• **SOURCE PASSAGE**
◇ ◇ ◇ ◇ ◇

`woob.browser.selenium`¶

class SeleniumBrowser(logger=None, proxy=None, responses_dirname=None, weboob=None, proxy_headers=None, preferences=None, remote_driver_url=None, woob=None)[source]¶

Bases: object

Browser similar to PagesBrowser, but using Selenium.

URLs instances can be used. The need_login decorator can be used too.

Differences: - since JS code can be run anytime, the current url and page can change anytime - it’s not possible to use open(), only location() can be used - many options are not implemented yet (like proxies) or cannot be implemented at all

DRIVER¶

Selenium driver class

alias of WebDriver

HEADLESS = True¶: Run without any display

DEFAULT_WAIT = 10¶: Default wait time for wait_* methods

WINDOW_SIZE = None¶

Rendering window size

It can be useful for responsive websites which show or hide elements depending on the viewport size.

BASEURL = None¶

MAX_SAVED_RESPONSES = 1073741824¶

get_proxy_url(url)[source]¶

deinit()[source]¶

property url¶

property page¶

open(*args, **kwargs)[source]¶: Raises NotImplementedError.

location(url, data=None, headers=None, params=None, method=None, json=None, timeout=None)[source]¶

Change current url of the browser.

Warning: unlike other requests-based woob browsers, this function does not block until the page is loaded, it’s completely asynchronous. To use the new page content, it’s necessary to wait, either implicitly (e.g. with context manager implicit_wait()) or explicitly (e.g. using method wait_until())

export_session()[source]¶

save_response_if_changed()[source]¶

save_response()[source]¶

absurl(uri, base=None)[source]¶

wait_xpath(xpath, timeout=None)[source]¶

wait_xpath_visible(xpath, timeout=None)[source]¶

wait_xpath_invisible(xpath, timeout=None)[source]¶

wait_xpath_clickable(xpath, timeout=None)[source]¶

wait_until_is_here(urlobj, timeout=None)[source]¶

wait_until(condition, timeout=None)[source]¶

Wait until some condition object is met

Wraps WebDriverWait. See https://seleniumhq.github.io/selenium/docs/api/py/webdriver_support/selenium.webdriver.support.wait.html

See CustomCondition.

Parameters:: timeout – wait time in seconds (else DEFAULT_WAIT if None) (default: None)

implicitly_wait(timeout)[source]¶

Set implicit wait time

When querying anything in DOM in Selenium, like evaluating XPath, if not found, Selenium will wait in a blocking manner until it is found or until the implicit wait timeouts. By default, it is 0, so if an XPath is not found, it fails immediately.

◇ ◇ ◇ ◇ ◇

• **REQUIREMENTS**
(1) In the SeleniumBrowser documentation, what is the default wait time for the wait_* methods?
(2) Rename "asynchronous" to "non-blocking" in the SeleniumBrowser documentation, giving the passage from "property url¶" up to and including "using method wait_until())".
None of the records are needed here.

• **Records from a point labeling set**
◇ ◇ ◇ ◇ ◇

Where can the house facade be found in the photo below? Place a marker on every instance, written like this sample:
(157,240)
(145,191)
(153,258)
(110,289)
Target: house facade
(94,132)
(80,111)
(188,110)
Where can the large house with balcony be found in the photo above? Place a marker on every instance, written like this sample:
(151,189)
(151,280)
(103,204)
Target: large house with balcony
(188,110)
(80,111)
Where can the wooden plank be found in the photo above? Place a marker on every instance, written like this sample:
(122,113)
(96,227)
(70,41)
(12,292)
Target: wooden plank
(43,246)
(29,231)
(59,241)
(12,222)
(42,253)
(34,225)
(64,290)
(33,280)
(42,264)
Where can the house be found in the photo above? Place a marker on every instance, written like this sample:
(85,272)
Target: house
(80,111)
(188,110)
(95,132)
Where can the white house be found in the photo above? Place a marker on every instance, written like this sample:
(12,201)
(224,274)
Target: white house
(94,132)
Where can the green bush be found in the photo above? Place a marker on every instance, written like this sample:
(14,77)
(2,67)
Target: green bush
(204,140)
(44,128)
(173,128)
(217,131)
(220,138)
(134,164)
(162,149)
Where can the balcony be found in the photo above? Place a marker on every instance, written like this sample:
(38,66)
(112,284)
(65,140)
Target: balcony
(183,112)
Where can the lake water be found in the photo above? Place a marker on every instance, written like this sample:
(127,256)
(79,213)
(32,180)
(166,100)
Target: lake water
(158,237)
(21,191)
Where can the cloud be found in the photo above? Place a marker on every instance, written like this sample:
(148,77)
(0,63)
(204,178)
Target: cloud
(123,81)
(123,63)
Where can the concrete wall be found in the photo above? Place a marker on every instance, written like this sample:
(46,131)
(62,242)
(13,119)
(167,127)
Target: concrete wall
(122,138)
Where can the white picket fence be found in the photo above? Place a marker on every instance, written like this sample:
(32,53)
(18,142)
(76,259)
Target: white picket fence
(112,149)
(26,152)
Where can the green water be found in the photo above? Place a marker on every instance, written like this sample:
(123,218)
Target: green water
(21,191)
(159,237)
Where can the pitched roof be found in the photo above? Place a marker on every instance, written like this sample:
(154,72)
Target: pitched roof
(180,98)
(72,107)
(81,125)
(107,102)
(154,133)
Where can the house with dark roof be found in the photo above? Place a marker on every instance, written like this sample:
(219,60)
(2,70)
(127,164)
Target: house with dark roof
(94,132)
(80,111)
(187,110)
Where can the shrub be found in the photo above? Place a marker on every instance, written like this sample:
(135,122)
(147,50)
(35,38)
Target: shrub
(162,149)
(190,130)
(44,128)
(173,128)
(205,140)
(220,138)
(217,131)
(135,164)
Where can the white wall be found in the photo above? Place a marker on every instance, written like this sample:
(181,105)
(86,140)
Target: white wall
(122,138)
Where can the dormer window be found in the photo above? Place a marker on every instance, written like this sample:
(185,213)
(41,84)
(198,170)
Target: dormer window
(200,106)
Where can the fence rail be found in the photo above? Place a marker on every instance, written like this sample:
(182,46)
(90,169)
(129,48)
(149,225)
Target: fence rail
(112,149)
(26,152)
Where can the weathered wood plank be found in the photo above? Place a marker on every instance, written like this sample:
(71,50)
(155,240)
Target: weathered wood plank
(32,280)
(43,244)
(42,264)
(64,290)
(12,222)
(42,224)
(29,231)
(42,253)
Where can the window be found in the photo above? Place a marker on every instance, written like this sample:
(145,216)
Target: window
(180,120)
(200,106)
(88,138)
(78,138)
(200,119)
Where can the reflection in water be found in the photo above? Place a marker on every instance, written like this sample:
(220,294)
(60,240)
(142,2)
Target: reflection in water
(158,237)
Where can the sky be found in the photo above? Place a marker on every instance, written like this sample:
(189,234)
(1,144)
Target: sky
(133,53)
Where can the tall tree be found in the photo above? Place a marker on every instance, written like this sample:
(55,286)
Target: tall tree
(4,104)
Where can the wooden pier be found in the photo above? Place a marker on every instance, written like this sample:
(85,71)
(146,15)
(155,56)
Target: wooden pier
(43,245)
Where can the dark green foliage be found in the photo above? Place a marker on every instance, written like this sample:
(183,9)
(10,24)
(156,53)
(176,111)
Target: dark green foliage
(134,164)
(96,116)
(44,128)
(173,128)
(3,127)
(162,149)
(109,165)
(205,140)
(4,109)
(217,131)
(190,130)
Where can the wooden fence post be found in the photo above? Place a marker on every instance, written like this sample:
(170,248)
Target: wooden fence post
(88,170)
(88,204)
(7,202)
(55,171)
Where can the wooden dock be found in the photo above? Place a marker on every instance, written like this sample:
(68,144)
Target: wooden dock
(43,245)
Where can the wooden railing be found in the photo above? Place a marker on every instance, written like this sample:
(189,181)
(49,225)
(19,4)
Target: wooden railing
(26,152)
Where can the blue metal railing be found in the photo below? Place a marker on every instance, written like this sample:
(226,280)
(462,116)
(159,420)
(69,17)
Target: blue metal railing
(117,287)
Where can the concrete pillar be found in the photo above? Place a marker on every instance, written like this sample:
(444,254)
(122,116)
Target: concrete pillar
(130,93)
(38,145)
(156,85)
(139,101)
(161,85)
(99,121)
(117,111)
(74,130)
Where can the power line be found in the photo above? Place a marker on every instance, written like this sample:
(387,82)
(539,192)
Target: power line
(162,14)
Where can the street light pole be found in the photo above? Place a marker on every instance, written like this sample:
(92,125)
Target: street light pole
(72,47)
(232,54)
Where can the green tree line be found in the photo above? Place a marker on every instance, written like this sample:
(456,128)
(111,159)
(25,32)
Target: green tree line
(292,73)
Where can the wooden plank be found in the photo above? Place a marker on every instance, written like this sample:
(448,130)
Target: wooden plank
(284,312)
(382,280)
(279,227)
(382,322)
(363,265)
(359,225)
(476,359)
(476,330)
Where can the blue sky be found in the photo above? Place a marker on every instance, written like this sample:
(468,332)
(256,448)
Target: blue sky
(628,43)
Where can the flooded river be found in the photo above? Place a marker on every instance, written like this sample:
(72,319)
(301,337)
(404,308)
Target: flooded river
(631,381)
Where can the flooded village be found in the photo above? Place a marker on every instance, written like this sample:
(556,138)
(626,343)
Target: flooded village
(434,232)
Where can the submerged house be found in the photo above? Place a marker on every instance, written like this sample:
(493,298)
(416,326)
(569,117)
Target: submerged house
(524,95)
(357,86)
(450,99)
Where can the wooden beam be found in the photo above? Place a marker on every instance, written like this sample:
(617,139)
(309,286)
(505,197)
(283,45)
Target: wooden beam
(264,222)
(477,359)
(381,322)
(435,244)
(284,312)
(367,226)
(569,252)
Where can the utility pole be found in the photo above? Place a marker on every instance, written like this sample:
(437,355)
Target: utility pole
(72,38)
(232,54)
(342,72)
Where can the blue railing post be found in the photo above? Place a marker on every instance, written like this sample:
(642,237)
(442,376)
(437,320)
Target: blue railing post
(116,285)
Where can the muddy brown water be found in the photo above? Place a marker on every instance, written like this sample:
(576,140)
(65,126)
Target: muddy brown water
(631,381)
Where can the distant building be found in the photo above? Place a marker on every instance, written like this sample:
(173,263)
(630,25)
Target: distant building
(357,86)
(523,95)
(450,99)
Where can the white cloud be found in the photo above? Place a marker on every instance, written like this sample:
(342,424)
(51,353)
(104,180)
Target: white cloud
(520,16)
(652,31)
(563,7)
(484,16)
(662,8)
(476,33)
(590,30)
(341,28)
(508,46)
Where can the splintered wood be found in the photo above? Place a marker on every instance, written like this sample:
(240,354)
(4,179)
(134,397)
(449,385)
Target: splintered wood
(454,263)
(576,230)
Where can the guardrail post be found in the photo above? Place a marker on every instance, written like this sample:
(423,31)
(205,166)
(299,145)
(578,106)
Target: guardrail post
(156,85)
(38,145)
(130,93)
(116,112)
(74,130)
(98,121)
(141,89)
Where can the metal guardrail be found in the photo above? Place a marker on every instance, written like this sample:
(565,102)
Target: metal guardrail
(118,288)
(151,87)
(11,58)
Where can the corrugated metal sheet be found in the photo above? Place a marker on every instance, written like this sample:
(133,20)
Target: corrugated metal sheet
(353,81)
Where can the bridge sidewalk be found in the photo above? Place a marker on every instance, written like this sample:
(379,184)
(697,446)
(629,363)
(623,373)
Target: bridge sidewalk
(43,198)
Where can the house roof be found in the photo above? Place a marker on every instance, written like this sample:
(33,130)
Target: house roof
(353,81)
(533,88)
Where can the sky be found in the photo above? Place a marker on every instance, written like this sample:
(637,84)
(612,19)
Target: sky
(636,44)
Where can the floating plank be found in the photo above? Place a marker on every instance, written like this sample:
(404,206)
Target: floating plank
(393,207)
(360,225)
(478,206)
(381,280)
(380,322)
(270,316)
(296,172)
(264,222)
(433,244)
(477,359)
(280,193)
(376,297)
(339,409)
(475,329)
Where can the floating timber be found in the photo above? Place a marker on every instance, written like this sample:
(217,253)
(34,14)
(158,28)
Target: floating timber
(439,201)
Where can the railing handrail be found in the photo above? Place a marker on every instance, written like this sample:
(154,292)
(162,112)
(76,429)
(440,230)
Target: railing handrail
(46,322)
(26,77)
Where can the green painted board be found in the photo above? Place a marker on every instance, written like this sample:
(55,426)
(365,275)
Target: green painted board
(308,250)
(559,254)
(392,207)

◇ ◇ ◇ ◇ ◇

• **PROBLEM SOLUTIONS**
(1) 10

(2)
property url¶

property page¶

open(*args, **kwargs)[source]¶: Raises NotImplementedError.

location(url, data=None, headers=None, params=None, method=None, json=None, timeout=None)[source]¶

Change current url of the browser.

Warning: unlike other requests-based woob browsers, this function does not block until the page is loaded, it’s completely non-blocking. To use the new page content, it’s necessary to wait, either implicitly (e.g. with context manager implicit_wait()) or explicitly (e.g. using method wait_until())